• **Extract**:
-- Begin --

Airtel has redeployed Matthews Mtumbuka, former Airtel Rwanda information technology (IT) director, as Cluster IT Governance Lead for Malawi and Zambia. Business Editor MOSES MICHAEL-PHIRI caught up with Mtumbuka to share some insights on his new role. Excerpts:
Welcome back, what will be your new portfolio now?
I am the Cluster IT Governance Lead for Malawi and Zambia—reporting to the Africa Head of IT Governance in Nairobi, Kenya. In this role, I primarily manage all aspects of IT governance for the Malawi and Zambia cluster. I am also responsible for some internal IT governance activities spanning all the 17 countries in which we operate in Africa.
What does this new assignment mean to you?
I like this job – it is quite different from my previous job. Previously, my main focus was IT operations and projects. The new role is mostly to do with process, policies, compliance and controls. New things come with learning, challenge and growth. I was always worried that I would be ‘stuck’ in career. Now I find new excitement in the changes that have come about in the last couple of years, constantly challenging me, constantly refreshing. That my job covers Zambia as well plus some work that will cover all 17 countries in Africa is even more exciting. It is an opportunity for professional development and job enrichment.
Are you happy that you are back home?

-- End --

• **What to do**:
1) Enumerate each line of the listing that contains the string "building", treating uppercase and lowercase letters as distinct.
2) Resume the Airtel interview above, continuing on from its final line.
The listing has no connection to the Airtel interview.

• **Listing**:
-- Begin --

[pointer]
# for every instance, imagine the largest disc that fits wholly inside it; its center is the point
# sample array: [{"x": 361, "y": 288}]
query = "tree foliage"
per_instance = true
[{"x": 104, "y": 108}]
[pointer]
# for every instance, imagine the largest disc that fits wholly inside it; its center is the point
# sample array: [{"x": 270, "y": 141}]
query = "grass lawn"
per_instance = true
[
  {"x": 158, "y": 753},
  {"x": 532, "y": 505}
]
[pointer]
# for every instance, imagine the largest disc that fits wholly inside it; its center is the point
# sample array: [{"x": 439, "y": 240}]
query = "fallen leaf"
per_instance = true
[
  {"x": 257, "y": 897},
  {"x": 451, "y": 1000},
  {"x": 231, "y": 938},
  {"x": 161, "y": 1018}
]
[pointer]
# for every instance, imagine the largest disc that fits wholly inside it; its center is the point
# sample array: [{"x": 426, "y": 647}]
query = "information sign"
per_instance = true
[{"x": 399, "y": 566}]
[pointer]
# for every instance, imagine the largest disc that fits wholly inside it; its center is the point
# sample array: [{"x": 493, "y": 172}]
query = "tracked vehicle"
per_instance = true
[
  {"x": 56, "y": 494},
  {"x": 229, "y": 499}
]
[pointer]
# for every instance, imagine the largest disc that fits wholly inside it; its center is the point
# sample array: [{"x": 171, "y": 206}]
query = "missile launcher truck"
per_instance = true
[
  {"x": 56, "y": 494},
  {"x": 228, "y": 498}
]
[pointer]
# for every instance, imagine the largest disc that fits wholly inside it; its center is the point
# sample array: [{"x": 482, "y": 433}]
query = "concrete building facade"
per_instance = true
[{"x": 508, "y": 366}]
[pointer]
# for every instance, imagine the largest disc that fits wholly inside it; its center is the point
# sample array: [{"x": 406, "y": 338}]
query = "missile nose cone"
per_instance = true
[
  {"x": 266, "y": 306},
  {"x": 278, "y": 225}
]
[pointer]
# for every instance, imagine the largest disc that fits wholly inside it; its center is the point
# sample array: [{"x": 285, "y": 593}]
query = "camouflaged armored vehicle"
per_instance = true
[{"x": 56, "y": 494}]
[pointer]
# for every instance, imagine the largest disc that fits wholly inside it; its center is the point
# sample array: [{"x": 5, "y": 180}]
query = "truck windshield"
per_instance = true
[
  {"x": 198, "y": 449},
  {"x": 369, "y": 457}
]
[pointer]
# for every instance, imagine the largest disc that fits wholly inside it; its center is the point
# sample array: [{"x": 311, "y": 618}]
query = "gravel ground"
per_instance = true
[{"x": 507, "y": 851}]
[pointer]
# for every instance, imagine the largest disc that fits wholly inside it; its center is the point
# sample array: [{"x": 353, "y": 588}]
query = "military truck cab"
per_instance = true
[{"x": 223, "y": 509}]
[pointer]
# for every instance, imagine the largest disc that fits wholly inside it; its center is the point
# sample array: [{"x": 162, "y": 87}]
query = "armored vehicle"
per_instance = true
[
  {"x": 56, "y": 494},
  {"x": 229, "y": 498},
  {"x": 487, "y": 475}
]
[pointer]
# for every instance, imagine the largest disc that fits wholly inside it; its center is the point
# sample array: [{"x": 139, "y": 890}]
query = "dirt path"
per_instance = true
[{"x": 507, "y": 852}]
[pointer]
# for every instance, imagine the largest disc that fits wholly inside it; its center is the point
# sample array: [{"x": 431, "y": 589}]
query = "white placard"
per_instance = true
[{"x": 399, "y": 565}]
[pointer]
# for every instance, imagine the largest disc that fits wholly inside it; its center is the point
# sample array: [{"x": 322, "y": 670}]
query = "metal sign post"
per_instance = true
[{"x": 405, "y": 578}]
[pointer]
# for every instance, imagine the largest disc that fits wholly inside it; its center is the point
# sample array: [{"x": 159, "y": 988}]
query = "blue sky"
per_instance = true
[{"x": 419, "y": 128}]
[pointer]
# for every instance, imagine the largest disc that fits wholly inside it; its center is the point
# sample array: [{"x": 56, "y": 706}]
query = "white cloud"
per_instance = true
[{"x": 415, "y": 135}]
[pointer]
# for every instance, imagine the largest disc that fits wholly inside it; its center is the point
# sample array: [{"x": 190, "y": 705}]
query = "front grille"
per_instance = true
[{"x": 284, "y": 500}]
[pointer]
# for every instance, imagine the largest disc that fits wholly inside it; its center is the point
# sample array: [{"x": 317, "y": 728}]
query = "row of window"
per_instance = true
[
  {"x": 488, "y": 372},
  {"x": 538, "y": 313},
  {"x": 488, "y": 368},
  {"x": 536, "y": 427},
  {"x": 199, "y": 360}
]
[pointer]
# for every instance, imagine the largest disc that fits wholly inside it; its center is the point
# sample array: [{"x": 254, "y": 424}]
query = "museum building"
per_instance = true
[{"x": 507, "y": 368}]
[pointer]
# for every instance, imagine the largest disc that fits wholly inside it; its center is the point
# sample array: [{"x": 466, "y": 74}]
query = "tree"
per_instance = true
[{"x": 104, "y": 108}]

-- End --

• **Exercise results**:
1)
query = "concrete building facade"
query = "museum building"

2)
That I am back home to Malawi which is the country I love most makes me really happy. My family and I thoroughly enjoyed the one year in Rwanda. Wwe learnt a lot even beyond the work, just how Rwanda came out of the Genocide in 1994 to build what is arguably the most admirable national turn-around story in Africa.
What are some short/long-term targets that you intend to achieve?
In this role, a key part is to ensure that the IT partners that we work with do what they are supposed to do within the agreed service levels. Building good professional relationships with such partners will be crucial at the beginning. Key to this is the need to have clear guidelines and benchmarks. I expect to spend a lot of time building these benchmarks, guidelines and relationships as a starting point. Then we have to identify areas needing immediate and ongoing improvements so that we add maximum value to the core business objectives as an IT function.
What are the major highlights of your stay in Rwanda?
On the professional side, my major highlights cover team building, billing automation and project execution excellency. I had a team of four managers reporting to me plus others from the outsourcing partners. They are all young high potential talent. I used to have regular team building meetings on Mondays and Thursdays for one hour, coaching and developing them professionally. Over time, I saw rapid growth in how they approached work. One of them left the company for alternative opportunities and the three that remained continued to grow rapidly. At the end of my assignment they gave very positive feedback on how much they had grown and developed as managers and leaders.
What about on the operational side?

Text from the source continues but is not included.